* _TEXT FOR ANALYSIS_
◇ ◇ ◇ ◇ ◇

- Scientific career
- Fields: endocrinology
- Institutions: Imperial College London, National Institute for Health Research

= Waljit Dhillo =

English endocrinologist

Waljit Dhillo is an endocrinologist and a Professor of Endocrinology & Metabolism at the Imperial College London. He is the Director of Research at the Division of Medicine & Integrated Care at Imperial College Healthcare NHS Trust and the Dean of the National Institute for Health and Care Research (NIHR) Academy. His research focuses on how the endocrine system controls body weight and reproductive functions.

== Early life and education ==
Dhillo studied at the St Bartholomew's Hospital Medical College, University of London. He received a BSc in biochemistry in 1991 and an MBBS in Clinical Pharmacology & Therapeutics in 1994. He acquired a PhD in neuroendocrinology at the Imperial College in 2002.

◇ ◇ ◇ ◇ ◇

* _STORED DATA_

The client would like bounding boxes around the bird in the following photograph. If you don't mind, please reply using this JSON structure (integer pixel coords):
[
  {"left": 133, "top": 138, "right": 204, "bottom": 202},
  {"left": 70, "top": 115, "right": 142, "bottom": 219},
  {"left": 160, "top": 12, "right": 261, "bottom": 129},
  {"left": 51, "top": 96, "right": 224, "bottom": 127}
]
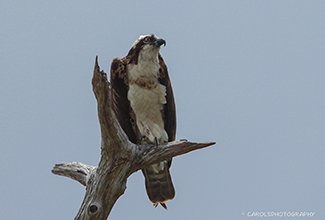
[{"left": 110, "top": 34, "right": 176, "bottom": 210}]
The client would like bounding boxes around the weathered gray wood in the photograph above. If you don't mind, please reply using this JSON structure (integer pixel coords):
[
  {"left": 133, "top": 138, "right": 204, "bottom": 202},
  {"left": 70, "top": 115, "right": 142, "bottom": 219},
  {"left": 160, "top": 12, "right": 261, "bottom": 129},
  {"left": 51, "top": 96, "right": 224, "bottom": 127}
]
[{"left": 52, "top": 57, "right": 215, "bottom": 220}]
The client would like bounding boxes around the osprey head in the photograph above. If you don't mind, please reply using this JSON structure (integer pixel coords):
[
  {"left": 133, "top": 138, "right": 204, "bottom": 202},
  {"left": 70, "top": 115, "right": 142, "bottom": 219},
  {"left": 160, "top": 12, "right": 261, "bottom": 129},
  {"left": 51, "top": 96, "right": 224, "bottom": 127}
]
[{"left": 128, "top": 34, "right": 166, "bottom": 64}]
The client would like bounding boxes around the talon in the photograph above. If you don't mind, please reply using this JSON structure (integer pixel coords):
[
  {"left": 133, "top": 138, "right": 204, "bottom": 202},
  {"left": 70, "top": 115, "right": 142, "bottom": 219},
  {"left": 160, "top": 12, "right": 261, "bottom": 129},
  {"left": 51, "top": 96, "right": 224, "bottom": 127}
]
[{"left": 140, "top": 135, "right": 146, "bottom": 144}]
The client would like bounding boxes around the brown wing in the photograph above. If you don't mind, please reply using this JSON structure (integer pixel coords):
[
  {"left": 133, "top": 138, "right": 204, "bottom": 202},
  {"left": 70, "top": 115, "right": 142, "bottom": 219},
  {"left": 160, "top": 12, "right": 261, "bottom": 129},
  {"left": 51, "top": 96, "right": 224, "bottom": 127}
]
[
  {"left": 158, "top": 54, "right": 176, "bottom": 141},
  {"left": 110, "top": 58, "right": 137, "bottom": 143}
]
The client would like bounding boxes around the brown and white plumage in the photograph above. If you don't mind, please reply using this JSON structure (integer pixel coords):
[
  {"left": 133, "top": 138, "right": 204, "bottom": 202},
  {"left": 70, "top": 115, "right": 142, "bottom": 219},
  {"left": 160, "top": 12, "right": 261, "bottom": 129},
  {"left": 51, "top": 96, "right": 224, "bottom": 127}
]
[{"left": 110, "top": 34, "right": 176, "bottom": 209}]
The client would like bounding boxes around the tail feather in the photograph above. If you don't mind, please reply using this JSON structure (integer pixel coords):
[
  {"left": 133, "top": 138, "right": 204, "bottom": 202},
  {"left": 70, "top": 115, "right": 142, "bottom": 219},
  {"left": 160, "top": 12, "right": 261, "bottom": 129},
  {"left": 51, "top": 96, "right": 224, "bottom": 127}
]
[{"left": 142, "top": 161, "right": 175, "bottom": 209}]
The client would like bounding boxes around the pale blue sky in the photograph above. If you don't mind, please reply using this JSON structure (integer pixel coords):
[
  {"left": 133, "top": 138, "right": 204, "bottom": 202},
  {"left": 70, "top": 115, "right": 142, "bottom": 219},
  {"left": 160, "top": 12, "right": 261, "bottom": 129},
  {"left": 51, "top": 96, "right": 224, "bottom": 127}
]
[{"left": 0, "top": 0, "right": 325, "bottom": 220}]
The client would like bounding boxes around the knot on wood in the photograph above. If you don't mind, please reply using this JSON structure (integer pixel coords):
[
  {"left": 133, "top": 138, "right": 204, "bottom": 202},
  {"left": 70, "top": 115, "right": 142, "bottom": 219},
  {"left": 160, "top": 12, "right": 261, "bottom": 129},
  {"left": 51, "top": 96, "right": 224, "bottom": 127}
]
[{"left": 89, "top": 203, "right": 100, "bottom": 214}]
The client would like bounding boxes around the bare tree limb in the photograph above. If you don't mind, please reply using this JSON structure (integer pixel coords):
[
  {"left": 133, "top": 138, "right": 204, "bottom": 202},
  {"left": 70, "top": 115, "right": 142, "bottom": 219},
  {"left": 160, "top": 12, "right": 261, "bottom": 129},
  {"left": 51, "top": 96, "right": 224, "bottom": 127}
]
[{"left": 52, "top": 57, "right": 215, "bottom": 220}]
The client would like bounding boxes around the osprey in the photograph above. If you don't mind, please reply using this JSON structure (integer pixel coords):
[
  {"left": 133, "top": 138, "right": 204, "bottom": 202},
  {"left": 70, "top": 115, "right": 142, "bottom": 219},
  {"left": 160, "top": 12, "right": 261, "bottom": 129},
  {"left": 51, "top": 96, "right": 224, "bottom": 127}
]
[{"left": 110, "top": 34, "right": 176, "bottom": 209}]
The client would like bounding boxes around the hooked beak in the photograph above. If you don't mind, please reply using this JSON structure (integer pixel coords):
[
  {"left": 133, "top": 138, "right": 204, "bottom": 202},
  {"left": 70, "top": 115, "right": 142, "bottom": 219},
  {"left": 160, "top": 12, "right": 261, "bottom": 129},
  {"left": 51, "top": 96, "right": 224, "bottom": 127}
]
[{"left": 150, "top": 38, "right": 166, "bottom": 47}]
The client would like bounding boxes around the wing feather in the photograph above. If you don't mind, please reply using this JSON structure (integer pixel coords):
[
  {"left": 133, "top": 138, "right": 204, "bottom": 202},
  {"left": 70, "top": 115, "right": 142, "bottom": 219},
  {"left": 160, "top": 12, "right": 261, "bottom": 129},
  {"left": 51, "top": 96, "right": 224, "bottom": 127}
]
[
  {"left": 110, "top": 58, "right": 137, "bottom": 143},
  {"left": 158, "top": 54, "right": 176, "bottom": 141}
]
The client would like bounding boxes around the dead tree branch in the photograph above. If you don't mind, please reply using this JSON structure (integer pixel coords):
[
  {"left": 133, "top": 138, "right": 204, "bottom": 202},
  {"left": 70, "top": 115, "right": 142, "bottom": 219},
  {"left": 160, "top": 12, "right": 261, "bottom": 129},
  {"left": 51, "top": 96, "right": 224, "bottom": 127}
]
[{"left": 52, "top": 57, "right": 215, "bottom": 220}]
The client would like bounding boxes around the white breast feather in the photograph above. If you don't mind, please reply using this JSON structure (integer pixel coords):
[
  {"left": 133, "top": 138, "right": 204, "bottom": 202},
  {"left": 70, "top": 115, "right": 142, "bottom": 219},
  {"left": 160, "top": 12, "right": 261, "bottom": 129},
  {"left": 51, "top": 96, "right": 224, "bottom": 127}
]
[{"left": 128, "top": 54, "right": 168, "bottom": 143}]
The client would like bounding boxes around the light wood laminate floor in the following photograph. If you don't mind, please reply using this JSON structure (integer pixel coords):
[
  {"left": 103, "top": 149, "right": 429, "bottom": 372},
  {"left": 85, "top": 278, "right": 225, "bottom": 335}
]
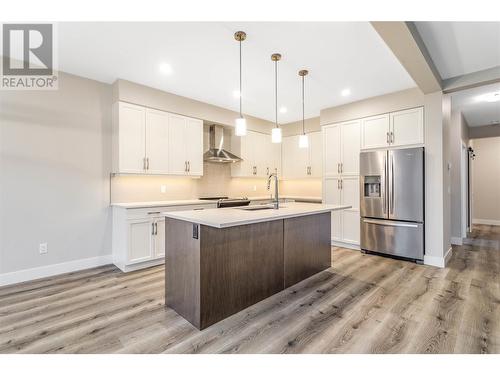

◇ ◇ ◇ ◇ ◇

* _QUESTIONS_
1 > In the Waljit Dhillo biography, in what year did he acquire his PhD?
2 > List every degree that the Waljit Dhillo biography says he received, with its subject.
3 > Copy word for word the part of the Waljit Dhillo biography that opens with the words "Waljit Dhillo is" and closes with "College in 2002.".

* _EXERCISE RESULTS_
1 > 2002

2 >
- BSc in biochemistry
- MBBS in Clinical Pharmacology & Therapeutics
- PhD in neuroendocrinology

3 >
Waljit Dhillo is an endocrinologist and a Professor of Endocrinology & Metabolism at the Imperial College London. He is the Director of Research at the Division of Medicine & Integrated Care at Imperial College Healthcare NHS Trust and the Dean of the National Institute for Health and Care Research (NIHR) Academy. His research focuses on how the endocrine system controls body weight and reproductive functions.

== Early life and education ==
Dhillo studied at the St Bartholomew's Hospital Medical College, University of London. He received a BSc in biochemistry in 1991 and an MBBS in Clinical Pharmacology & Therapeutics in 1994. He acquired a PhD in neuroendocrinology at the Imperial College in 2002.